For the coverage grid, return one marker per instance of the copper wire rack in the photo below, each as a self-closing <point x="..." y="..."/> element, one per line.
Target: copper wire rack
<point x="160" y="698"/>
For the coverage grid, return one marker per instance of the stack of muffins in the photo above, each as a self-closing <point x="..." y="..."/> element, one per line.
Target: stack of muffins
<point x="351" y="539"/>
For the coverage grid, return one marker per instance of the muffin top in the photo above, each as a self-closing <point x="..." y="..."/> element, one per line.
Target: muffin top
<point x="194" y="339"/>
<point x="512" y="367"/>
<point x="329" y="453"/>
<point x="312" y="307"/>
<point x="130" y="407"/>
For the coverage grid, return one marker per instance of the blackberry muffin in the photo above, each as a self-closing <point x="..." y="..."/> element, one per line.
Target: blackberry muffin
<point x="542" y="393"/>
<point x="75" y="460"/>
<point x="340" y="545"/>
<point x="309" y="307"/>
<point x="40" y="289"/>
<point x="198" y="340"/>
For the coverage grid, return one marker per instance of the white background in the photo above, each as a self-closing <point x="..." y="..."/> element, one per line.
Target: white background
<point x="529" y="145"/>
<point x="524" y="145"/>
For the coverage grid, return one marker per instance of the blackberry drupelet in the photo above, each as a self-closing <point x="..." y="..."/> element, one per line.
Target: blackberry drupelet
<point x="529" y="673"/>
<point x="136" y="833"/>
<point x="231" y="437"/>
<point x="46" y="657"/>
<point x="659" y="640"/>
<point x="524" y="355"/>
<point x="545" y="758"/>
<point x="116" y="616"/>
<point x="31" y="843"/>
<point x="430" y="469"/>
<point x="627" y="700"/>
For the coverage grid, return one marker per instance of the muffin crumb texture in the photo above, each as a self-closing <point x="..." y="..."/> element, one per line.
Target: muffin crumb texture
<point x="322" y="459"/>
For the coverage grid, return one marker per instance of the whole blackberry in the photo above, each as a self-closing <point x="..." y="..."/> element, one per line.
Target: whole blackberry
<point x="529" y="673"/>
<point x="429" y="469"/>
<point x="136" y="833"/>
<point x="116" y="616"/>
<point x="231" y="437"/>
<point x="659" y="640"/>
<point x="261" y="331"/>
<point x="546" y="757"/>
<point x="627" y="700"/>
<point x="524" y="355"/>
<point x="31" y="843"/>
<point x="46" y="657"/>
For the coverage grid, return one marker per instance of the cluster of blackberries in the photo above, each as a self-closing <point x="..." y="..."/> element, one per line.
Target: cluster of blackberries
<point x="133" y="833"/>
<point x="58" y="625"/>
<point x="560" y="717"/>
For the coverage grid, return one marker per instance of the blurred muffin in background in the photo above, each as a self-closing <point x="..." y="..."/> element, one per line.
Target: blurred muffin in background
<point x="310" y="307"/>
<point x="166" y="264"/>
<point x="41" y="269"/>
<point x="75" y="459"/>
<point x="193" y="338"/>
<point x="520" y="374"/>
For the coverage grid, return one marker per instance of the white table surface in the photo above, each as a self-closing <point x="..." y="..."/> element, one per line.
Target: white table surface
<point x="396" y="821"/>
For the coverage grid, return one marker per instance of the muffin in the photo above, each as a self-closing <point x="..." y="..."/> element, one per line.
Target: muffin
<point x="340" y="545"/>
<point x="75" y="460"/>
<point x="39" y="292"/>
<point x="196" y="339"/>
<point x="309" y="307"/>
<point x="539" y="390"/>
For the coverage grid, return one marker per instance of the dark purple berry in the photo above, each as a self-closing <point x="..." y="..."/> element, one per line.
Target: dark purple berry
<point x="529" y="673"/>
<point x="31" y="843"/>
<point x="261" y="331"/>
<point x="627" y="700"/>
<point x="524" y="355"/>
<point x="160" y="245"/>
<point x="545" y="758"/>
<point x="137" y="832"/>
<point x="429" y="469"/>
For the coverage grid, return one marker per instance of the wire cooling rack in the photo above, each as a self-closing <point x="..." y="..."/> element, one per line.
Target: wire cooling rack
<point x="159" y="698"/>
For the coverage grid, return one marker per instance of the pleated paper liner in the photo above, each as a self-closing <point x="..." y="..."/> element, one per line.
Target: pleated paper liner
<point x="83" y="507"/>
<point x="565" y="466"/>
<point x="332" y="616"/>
⁂
Problem to work on:
Without skipping a line, print the listing once more exactly.

Exercise answer:
For the coverage grid, return one marker per instance of the copper wire rack in the photo below, each as a self-closing <point x="..." y="..."/> element, one per line.
Target: copper wire rack
<point x="160" y="698"/>
For the coverage grid, return one marker per instance of the stack of muffins in the photo above, each as a self-closing <point x="..." y="..."/> element, one per line.
Target: stack of muffins
<point x="351" y="539"/>
For the coverage grid, return one marker per instance of the muffin top in the photo above, each as a self-closing <point x="..." y="..."/> element, one per line.
Target: muffin top
<point x="194" y="339"/>
<point x="512" y="367"/>
<point x="329" y="453"/>
<point x="312" y="307"/>
<point x="130" y="407"/>
For the coverage grid, return one marker per instance of the blackberry muffin in the photo above, each as a self-closing <point x="..." y="..."/> element, one per line.
Target: blackberry muffin
<point x="542" y="393"/>
<point x="75" y="460"/>
<point x="340" y="545"/>
<point x="309" y="307"/>
<point x="40" y="289"/>
<point x="198" y="340"/>
For the coverage grid, return one marker per instance of the white background in the photo above, each as a self-closing <point x="..." y="..."/> element, one per line.
Target: white background
<point x="529" y="145"/>
<point x="524" y="145"/>
For the coverage grid, return one marker per instance of the blackberry drupelet in the photo above, each as a self-closing <point x="..." y="..."/> element, one per line.
Target: blackberry drupelet
<point x="529" y="673"/>
<point x="136" y="833"/>
<point x="231" y="437"/>
<point x="46" y="657"/>
<point x="659" y="640"/>
<point x="524" y="355"/>
<point x="545" y="758"/>
<point x="116" y="616"/>
<point x="31" y="843"/>
<point x="430" y="469"/>
<point x="627" y="700"/>
For the coverage grid, return one marker per instance of the muffin crumb texture in the photo above, each as a self-closing <point x="..." y="..."/> element, one per line.
Target: muffin crumb texture
<point x="322" y="459"/>
For the coverage grid, return one marker per instance of the whole blackberry in the photo above, each as a self-closing <point x="..." y="..."/> element, one per line.
Target: whole blackberry
<point x="529" y="673"/>
<point x="429" y="469"/>
<point x="136" y="833"/>
<point x="116" y="616"/>
<point x="231" y="437"/>
<point x="659" y="640"/>
<point x="261" y="331"/>
<point x="546" y="757"/>
<point x="627" y="700"/>
<point x="524" y="355"/>
<point x="31" y="843"/>
<point x="46" y="657"/>
For the coverage grid, return one marker per instance of the cluster of blackberries in the photo above, each as a self-closing <point x="..." y="..."/> element, one per line.
Target: cluster of blackberries
<point x="133" y="833"/>
<point x="58" y="625"/>
<point x="560" y="717"/>
For the coverage grid, return one marker per instance of the blurred muffin in background in the photo above, each as a self-closing <point x="..." y="..."/> element, one per line.
Target: blurred muffin in background
<point x="310" y="307"/>
<point x="166" y="264"/>
<point x="41" y="269"/>
<point x="75" y="459"/>
<point x="193" y="338"/>
<point x="520" y="374"/>
For the coverage grid, return one marker per instance of the white table surface in the photo above, each as a self-closing <point x="..." y="..."/> element, one per line.
Target: white table surface
<point x="396" y="821"/>
For the coverage grid, return one marker per instance of the muffin in the photo above, each as a self-closing <point x="..." y="..."/> element, one per line.
Target: muffin
<point x="340" y="545"/>
<point x="75" y="460"/>
<point x="39" y="292"/>
<point x="196" y="339"/>
<point x="309" y="307"/>
<point x="539" y="390"/>
For the coverage grid, return one marker per instance of the dark purple berry in the photo above, each as a self-closing <point x="..." y="..."/> element, one per line.
Target: dark purple berry
<point x="529" y="673"/>
<point x="31" y="843"/>
<point x="261" y="331"/>
<point x="627" y="700"/>
<point x="524" y="355"/>
<point x="160" y="245"/>
<point x="545" y="758"/>
<point x="137" y="832"/>
<point x="429" y="469"/>
For the coverage grid, return one marker per instance of the wire cooling rack in the photo above, each as a self-closing <point x="..." y="..."/> element, one per line.
Target: wire cooling rack
<point x="159" y="698"/>
For the coverage grid, return one marker per instance of the pleated paper liner in the photo above, each as a self-closing <point x="..." y="..."/> element, one per line.
Target: pleated paper liner
<point x="83" y="507"/>
<point x="565" y="466"/>
<point x="332" y="616"/>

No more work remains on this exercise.